Stored items from a collection:
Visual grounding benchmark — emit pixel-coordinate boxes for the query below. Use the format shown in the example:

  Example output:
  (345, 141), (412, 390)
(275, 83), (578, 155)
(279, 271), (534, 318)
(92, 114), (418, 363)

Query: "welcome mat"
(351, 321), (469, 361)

What the task requires: After locating the line that holds "(275, 83), (578, 155)", print it and each line after it through the end of the data, exactly as it stands.

Exercise result:
(275, 83), (578, 155)
(279, 271), (534, 318)
(92, 114), (418, 363)

Query: "welcome mat"
(351, 321), (469, 361)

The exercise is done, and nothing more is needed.